* EXTRACTED TEXT *
━━━━━━━━━━━━━━━━

Hello there. I am new to this forum and so far I really like all the discussions. This one in particular has been like a breath of fresh air!
Lately there have been so many "joeys" (new guys) out there. Not that there is anything wrong with being new...but...doing tree work for dirt cheap is an absolute insult to our industry. Our work can be considered high risk, our equipment is expensive and so is the proper insurance. All good tree guys take pride in our skills that have taken years to develop, but lets face it...we are in the business to make money, not to do what we love for free.

Quick story...last year we priced a large white pine removal at $750.00. This was a very good deal for our client but given the state of the economy, we could afford to do the job and still turn a small profit for our 3 man crew and the business. We had the job at first, but then we lost it to a lower bid. He bid it at just over $300! WTF!!!!!!!

━━━━━━━━━━━━━━━━

* STATED GOAL *
Write out the part of the forum post on cheap tree work that opens with the words containing "Lately there have" and closes with "love for free.". The material bears no relation to the forum post on cheap tree work.

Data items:
━━━━━━━━━━━━━━━━

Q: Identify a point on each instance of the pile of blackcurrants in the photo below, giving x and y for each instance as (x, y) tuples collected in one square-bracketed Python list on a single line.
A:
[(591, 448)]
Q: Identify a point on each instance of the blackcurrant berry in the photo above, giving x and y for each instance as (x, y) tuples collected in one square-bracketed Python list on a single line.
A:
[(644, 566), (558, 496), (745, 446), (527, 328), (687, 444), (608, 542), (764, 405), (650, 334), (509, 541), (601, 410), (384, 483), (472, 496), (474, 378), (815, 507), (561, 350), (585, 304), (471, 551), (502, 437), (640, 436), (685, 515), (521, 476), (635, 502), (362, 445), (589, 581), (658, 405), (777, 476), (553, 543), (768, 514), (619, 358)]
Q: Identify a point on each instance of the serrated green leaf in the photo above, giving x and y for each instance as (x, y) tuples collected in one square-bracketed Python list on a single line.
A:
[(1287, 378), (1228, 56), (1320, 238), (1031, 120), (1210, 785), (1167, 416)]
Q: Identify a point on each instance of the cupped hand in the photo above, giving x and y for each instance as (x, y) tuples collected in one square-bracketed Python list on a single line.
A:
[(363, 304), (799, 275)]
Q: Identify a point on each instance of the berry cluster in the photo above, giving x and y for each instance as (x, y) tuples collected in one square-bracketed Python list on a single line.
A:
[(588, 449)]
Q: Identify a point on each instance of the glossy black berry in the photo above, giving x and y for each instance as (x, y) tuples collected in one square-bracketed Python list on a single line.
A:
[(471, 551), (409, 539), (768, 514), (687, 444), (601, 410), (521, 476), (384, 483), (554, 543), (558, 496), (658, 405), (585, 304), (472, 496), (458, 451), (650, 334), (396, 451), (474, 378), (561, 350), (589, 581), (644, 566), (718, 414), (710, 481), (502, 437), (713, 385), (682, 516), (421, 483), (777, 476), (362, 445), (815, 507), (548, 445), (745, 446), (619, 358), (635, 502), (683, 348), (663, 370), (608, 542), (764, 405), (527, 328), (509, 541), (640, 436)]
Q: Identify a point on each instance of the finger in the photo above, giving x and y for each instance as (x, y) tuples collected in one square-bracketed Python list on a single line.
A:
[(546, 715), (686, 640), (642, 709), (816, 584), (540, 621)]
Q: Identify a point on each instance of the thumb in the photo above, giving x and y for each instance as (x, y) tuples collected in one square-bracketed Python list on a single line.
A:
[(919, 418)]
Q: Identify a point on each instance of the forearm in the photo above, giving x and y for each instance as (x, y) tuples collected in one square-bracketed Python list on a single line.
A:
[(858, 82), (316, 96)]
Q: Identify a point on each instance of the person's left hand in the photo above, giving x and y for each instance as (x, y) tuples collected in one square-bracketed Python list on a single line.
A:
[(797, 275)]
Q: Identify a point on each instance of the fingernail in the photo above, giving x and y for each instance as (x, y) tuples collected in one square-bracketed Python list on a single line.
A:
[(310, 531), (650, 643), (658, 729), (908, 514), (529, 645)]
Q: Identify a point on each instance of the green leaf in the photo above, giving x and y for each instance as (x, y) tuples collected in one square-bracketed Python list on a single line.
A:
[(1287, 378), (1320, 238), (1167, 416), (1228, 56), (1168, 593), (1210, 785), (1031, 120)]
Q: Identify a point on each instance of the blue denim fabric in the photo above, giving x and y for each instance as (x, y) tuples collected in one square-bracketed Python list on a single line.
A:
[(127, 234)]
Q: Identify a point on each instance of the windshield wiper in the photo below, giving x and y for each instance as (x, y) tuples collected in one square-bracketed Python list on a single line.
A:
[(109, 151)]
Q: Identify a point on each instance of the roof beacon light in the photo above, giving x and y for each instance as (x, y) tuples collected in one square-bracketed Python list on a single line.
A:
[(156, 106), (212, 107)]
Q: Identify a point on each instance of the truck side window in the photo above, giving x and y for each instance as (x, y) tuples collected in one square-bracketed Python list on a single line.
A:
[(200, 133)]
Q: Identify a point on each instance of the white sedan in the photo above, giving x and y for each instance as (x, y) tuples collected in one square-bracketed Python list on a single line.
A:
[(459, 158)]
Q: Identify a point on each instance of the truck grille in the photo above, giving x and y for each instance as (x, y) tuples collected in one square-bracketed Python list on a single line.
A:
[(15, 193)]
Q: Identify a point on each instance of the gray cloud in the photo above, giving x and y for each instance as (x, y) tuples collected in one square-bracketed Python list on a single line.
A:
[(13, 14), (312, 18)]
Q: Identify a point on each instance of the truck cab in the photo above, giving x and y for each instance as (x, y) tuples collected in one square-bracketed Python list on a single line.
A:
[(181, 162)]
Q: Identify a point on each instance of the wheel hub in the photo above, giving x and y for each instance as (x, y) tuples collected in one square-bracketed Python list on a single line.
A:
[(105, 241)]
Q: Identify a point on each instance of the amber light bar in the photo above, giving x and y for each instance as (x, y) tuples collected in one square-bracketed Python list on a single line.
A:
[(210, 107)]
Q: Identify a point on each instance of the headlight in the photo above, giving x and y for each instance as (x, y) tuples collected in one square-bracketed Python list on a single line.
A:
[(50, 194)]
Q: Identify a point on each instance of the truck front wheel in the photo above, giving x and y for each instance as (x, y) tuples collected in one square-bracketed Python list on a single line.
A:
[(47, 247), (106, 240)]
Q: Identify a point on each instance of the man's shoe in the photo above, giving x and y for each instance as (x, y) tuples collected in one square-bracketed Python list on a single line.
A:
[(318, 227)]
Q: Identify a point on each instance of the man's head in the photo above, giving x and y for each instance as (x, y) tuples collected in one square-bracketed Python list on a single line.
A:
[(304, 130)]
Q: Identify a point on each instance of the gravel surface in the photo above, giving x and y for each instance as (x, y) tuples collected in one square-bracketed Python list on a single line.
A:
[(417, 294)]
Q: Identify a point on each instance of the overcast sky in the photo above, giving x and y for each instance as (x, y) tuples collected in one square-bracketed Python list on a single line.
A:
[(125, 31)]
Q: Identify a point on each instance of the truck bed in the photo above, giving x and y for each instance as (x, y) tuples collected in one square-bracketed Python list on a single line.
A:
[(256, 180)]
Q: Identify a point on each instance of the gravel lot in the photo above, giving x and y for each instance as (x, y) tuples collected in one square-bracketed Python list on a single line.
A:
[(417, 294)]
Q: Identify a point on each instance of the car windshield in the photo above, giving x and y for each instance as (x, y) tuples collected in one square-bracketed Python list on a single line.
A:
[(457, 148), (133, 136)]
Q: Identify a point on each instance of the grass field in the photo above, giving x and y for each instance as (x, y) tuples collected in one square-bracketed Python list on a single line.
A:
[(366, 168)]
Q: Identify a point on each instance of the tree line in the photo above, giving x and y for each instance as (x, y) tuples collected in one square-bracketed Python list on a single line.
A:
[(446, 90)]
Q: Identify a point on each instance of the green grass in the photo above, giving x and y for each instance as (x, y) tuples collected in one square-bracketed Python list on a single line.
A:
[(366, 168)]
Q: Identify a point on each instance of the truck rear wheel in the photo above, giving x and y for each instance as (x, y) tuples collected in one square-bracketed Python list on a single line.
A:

━━━━━━━━━━━━━━━━

* TASK ANSWER *
Lately there have been so many "joeys" (new guys) out there. Not that there is anything wrong with being new...but...doing tree work for dirt cheap is an absolute insult to our industry. Our work can be considered high risk, our equipment is expensive and so is the proper insurance. All good tree guys take pride in our skills that have taken years to develop, but lets face it...we are in the business to make money, not to do what we love for free.